● WHAT THE EXERCISE ASKS:
Set down all of the entries exactly, leaving nothing out.

● RECORD EXTRACTS:
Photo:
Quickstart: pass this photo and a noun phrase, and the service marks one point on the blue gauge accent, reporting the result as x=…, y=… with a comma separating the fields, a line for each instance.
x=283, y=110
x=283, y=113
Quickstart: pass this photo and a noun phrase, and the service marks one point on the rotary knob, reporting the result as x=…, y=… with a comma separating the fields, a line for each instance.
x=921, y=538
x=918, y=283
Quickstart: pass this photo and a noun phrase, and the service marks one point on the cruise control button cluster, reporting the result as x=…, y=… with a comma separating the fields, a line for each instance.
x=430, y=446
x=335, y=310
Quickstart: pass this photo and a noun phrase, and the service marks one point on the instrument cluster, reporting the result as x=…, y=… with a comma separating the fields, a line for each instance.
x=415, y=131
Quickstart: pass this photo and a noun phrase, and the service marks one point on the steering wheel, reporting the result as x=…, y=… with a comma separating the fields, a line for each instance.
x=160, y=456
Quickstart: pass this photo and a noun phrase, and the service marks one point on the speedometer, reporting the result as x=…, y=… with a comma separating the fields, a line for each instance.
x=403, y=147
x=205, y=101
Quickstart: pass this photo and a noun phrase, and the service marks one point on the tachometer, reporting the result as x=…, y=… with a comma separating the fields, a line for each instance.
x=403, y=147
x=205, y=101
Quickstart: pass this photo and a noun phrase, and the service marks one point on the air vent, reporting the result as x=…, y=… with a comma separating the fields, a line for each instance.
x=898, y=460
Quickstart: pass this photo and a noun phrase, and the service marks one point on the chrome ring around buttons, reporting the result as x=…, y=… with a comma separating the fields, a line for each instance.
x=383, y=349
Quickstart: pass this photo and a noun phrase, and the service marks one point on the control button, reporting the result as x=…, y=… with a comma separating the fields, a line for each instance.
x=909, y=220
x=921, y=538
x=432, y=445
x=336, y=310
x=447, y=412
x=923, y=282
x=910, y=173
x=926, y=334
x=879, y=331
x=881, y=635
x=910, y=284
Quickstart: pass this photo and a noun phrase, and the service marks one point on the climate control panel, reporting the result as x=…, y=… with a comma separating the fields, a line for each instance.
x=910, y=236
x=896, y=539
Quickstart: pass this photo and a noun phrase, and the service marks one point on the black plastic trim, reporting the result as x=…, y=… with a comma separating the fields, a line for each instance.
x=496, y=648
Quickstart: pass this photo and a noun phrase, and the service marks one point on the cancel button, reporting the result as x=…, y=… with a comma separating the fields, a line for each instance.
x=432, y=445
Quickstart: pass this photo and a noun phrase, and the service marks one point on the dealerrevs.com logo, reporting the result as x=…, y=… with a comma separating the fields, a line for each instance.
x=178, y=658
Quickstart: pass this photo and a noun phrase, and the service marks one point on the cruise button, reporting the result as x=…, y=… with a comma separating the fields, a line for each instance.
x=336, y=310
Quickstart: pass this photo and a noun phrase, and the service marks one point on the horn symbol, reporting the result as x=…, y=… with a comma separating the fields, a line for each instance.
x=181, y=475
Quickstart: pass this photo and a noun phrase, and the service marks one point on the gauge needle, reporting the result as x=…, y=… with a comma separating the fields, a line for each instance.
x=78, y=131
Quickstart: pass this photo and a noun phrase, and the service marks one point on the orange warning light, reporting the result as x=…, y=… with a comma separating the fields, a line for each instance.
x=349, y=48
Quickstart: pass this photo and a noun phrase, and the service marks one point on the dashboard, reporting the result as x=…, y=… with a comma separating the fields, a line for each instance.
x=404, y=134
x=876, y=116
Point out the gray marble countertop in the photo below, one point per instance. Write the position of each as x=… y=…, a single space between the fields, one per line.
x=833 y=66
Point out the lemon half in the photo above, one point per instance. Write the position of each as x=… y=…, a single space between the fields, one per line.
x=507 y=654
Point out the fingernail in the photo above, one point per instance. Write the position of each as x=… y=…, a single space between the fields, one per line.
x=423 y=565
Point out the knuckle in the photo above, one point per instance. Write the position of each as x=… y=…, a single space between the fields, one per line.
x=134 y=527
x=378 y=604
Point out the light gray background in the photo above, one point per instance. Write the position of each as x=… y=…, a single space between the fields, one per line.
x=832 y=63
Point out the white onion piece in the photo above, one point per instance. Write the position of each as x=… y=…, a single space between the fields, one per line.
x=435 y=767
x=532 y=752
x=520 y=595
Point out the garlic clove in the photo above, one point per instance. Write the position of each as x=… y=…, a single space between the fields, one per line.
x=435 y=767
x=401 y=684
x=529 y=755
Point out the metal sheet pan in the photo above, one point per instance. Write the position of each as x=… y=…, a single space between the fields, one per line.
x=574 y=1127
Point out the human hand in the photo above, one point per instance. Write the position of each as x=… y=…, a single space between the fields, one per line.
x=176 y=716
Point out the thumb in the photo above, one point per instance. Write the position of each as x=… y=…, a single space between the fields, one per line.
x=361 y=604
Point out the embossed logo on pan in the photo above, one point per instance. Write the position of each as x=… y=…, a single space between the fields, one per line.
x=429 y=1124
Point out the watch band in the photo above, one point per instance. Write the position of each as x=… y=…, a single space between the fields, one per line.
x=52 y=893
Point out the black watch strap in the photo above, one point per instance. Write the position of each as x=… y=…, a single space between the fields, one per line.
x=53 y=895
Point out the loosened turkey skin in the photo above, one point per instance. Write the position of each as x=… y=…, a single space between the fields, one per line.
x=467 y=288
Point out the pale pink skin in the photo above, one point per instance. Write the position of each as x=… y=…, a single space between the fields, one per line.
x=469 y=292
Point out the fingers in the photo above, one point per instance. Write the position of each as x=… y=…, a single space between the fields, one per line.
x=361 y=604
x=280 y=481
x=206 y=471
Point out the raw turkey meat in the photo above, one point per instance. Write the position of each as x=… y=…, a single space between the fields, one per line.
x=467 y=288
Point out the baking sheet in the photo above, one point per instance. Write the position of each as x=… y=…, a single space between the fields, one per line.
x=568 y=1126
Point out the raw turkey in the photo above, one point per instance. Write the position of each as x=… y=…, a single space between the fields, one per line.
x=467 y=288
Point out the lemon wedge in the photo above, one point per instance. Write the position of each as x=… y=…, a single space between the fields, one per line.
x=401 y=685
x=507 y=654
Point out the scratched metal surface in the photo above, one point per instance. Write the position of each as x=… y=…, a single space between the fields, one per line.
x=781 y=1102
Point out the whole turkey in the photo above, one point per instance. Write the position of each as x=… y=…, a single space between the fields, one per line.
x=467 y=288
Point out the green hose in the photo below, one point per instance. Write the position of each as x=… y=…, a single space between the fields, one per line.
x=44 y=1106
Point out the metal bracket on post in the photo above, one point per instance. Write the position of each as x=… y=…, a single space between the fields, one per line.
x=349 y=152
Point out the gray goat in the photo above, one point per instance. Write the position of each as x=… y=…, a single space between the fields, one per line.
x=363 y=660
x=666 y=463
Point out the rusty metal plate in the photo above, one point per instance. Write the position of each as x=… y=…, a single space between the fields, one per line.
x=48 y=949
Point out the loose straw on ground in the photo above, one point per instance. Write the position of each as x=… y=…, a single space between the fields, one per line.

● EXERCISE SOLUTION:
Photo:
Quickstart: pass this photo and a noun phrase, and the service marks one point on the blue gauge accent, reporting the result as x=…, y=… with a comma separating the fields, a line for each instance.
x=283, y=110
x=283, y=113
Quickstart: pass this photo and a noun phrase, and the service marks one point on the rotary knob, reporting the result as x=…, y=… with a comma separating the fields, a line for each instance.
x=921, y=538
x=918, y=283
Quickstart: pass this photo and a noun phrase, and the service marks one point on the cruise control button cluster, reporting the result as x=…, y=… with a comma separating the fields, a line for each instance.
x=430, y=446
x=335, y=310
Quickstart: pass this photo and a noun phrase, and the service marks one point on the instrument cluster, reporting the result as x=…, y=… with a comma separating the fields, a line for each instance.
x=415, y=131
Quickstart: pass this photo and a noun phrase, and the service marks one point on the steering wheel, reporting the result as x=…, y=… with a comma separating the fields, a line for each instance.
x=160, y=456
Quickstart: pass this photo and a noun phrase, and the service marks one point on the speedometer, reporting the result as x=…, y=… with a comma separating the fields, a line for each instance.
x=403, y=147
x=205, y=101
Quickstart: pass this photo and a noun phrase, and the service marks one point on the tachometer, reporting the result as x=…, y=… with a comma separating the fields, a line for each instance.
x=403, y=147
x=205, y=101
Quickstart: pass this photo and a noun phrase, and the service marks one point on the air vent, reporting the result as x=…, y=… with a comma separating the fields, a line for each instance.
x=898, y=460
Quickstart: pass this photo and a noun phrase, and the service marks one point on the chrome ring around buttons, reporting the result as x=…, y=… with a comma separating the fields, a line for each instance.
x=383, y=349
Quickstart: pass this photo and a noun phrase, and the service marks one point on the control button, reporting the result as x=…, y=… with a comma separating the fields, a line for each instance.
x=909, y=220
x=921, y=538
x=432, y=445
x=336, y=310
x=447, y=412
x=923, y=282
x=910, y=173
x=926, y=334
x=879, y=331
x=881, y=635
x=910, y=284
Quickstart: pass this photo and a noun phrase, and the service marks one point on the climate control panel, reporting the result as x=…, y=… with a comma separating the fields, a line for each instance.
x=910, y=236
x=896, y=539
Quickstart: pass this photo and a noun phrase, and the service marks one point on the black plastic trim, reporting the result as x=…, y=… with a comma separating the fields, a line for each instance.
x=496, y=648
Quickstart: pass this photo and a noun phrase, and the service marks one point on the cancel button, reporting the result as x=…, y=… with a comma separating the fields, a line for each instance.
x=432, y=445
Quickstart: pass this photo and a noun phrase, and the service marks one point on the dealerrevs.com logo, reporting the result as x=…, y=… with a comma separating the fields, a line for each instance.
x=178, y=658
Quickstart: pass this photo and a noun phrase, and the service marks one point on the cruise button, reporting the result as x=…, y=… with a comma separating the fields, a line for each instance.
x=336, y=310
Quickstart: pass this photo and a noun phrase, and the service marks one point on the horn symbol, reporting the result as x=…, y=… with a comma separating the fields, a line for each instance.
x=181, y=475
Quickstart: pass this photo and a noun phrase, and the service marks one point on the gauge needle, reporting the result as x=…, y=… with a comma separating the fields, a line for each instance.
x=78, y=131
Quickstart: pass this photo and a noun phrase, and the service marks one point on the orange warning light, reporting the result as x=…, y=… with a comma separating the fields, a line for each instance.
x=349, y=48
Quickstart: pass this photo and a noun phrase, and the service marks one point on the dashboard, reporting the result as x=…, y=… with a comma separating the fields, a line for each instance.
x=404, y=134
x=876, y=116
Point out the gray marble countertop in the photo below, one point per instance. Write the position of each as x=… y=…, a single space between the fields, one per line.
x=833 y=66
Point out the lemon half in the photo above, one point per instance. Write the position of each as x=… y=…, a single space between the fields, one per line.
x=507 y=654
Point out the fingernail in the photo above, one point per instance. Write the position of each as x=… y=…, a single space between the fields, one per line.
x=423 y=565
Point out the knuckle in the photo above, one point per instance. Write the position of each as x=… y=…, a single space between the fields, one per line.
x=134 y=527
x=378 y=604
Point out the light gray background in the photo above, one point per instance. Write the position of each as x=… y=…, a single space between the fields, one per line.
x=832 y=63
Point out the white onion piece in the photo above, one point per instance. Write the position of each as x=… y=…, a single space between the fields, one per line.
x=435 y=767
x=532 y=752
x=520 y=595
Point out the garlic clove in the photo above, one point per instance. Write the position of each as x=… y=…, a single space between the fields, one per line.
x=435 y=767
x=401 y=684
x=529 y=755
Point out the metal sheet pan in the photo above, one point per instance. Write the position of each as x=… y=…, a single space between the fields, one per line.
x=574 y=1127
Point out the human hand in the photo above, one point per instance. Write the position of each as x=… y=…, a single space between the fields, one per line.
x=176 y=716
Point out the thumb in the photo above, one point per instance. Write the position of each as x=… y=…, a single space between the fields, one per line.
x=361 y=604
Point out the embossed logo on pan in the photo above, one point per instance. Write the position of each as x=… y=…, a single space between the fields, one per line.
x=429 y=1124
Point out the watch band in the photo above, one point per instance. Write the position of each as x=… y=…, a single space between the fields, one per line.
x=52 y=893
Point out the black watch strap in the photo above, one point per instance. Write the position of each as x=… y=…, a single space between the fields, one per line.
x=53 y=895
Point out the loosened turkey skin in the photo above, one point per instance. Write the position of each as x=… y=…, a single space between the fields, one per line.
x=467 y=288
Point out the pale pink skin in the photo above, one point per instance. Write the position of each as x=… y=…, a single space between the fields, one per line.
x=469 y=292
Point out the fingers in the photo above, one point per instance. Write the position of each as x=… y=…, a single space between the fields, one per line.
x=361 y=604
x=280 y=481
x=206 y=471
Point out the raw turkey meat in the photo above, one point per instance. Write the position of each as x=… y=…, a single space between the fields, one per line.
x=467 y=288
Point out the baking sheet in the photo above, one point per instance. Write the position of each as x=… y=…, a single space between the fields, one per line.
x=568 y=1126
Point out the raw turkey in the photo above, one point per instance. Write the position of each as x=… y=…, a single space between the fields, one per line.
x=467 y=288
Point out the lemon wedge in the photo above, one point per instance. Write the position of each as x=… y=…, a single space between the fields, one per line.
x=401 y=685
x=507 y=654
Point out the scratched metal surface in the photo above, one point per instance. Write the position of each as x=… y=…, a single space between the fields, one per line.
x=781 y=1102
Point out the whole turkey in the photo above, one point per instance. Write the position of each as x=… y=…, a single space between the fields, one per line.
x=467 y=288
Point out the green hose in the photo below, one point per instance. Write the position of each as x=… y=…, a single space between the fields, one per line.
x=44 y=1106
Point out the metal bracket on post in the photo above, one point per instance. Write the position of each as x=… y=…, a single space between the fields, one per line.
x=349 y=152
Point out the gray goat in the photo above, one point per instance. Write the position of each as x=… y=…, a single space between the fields, one per line.
x=363 y=660
x=666 y=463
Point out the rusty metal plate in the photo above, one point per instance. Write the position of each as x=… y=…, a single space between the fields, one per line.
x=48 y=949
Point out the loose straw on ground in the photo above, one point per instance. Write the position of each as x=… y=…, a single space between the fields, one per line.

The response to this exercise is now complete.